Segment Start: PROVIDED MATERIAL

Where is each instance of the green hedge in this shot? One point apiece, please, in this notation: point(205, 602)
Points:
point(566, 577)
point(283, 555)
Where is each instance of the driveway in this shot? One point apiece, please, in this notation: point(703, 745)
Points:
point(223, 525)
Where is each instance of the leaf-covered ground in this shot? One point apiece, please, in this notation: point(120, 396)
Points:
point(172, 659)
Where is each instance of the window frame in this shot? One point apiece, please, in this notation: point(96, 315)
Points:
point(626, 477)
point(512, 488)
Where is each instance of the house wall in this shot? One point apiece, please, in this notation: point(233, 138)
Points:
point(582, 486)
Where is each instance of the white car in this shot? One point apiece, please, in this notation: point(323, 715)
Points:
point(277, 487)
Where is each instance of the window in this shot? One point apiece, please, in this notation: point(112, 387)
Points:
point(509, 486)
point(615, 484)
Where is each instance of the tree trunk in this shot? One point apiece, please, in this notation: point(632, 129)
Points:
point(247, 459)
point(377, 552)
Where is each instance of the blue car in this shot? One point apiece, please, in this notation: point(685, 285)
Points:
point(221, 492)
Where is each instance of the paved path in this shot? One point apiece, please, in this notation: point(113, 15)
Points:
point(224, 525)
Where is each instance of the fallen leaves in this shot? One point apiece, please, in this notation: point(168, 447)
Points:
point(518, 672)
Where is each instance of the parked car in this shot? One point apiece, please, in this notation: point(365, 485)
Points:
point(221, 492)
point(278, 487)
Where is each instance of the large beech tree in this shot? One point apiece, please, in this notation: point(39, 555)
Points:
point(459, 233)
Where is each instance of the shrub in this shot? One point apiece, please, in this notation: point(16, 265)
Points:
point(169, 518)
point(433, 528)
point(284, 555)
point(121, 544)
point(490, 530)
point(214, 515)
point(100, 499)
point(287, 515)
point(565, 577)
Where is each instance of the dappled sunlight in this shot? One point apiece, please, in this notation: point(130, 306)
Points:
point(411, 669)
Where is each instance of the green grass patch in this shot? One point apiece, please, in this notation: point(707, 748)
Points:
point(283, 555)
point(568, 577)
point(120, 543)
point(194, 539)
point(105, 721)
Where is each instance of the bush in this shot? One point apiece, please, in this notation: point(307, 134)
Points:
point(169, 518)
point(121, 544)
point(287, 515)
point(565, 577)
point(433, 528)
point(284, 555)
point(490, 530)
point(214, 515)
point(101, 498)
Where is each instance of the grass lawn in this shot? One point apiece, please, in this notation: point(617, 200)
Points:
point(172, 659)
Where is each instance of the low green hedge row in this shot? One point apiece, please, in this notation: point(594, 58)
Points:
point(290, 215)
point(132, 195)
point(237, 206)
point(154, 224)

Segment End: PROVIDED MATERIAL

* TRY IT: All lines from the one with "Where is each instance of the low" to the end of the records must be set down exactly. Skip every line before it.

* WRITTEN SOLUTION:
Where is each instance of the low green hedge row in this shot? One point apiece, please, in this notation: point(594, 58)
Points:
point(290, 215)
point(132, 195)
point(237, 206)
point(154, 224)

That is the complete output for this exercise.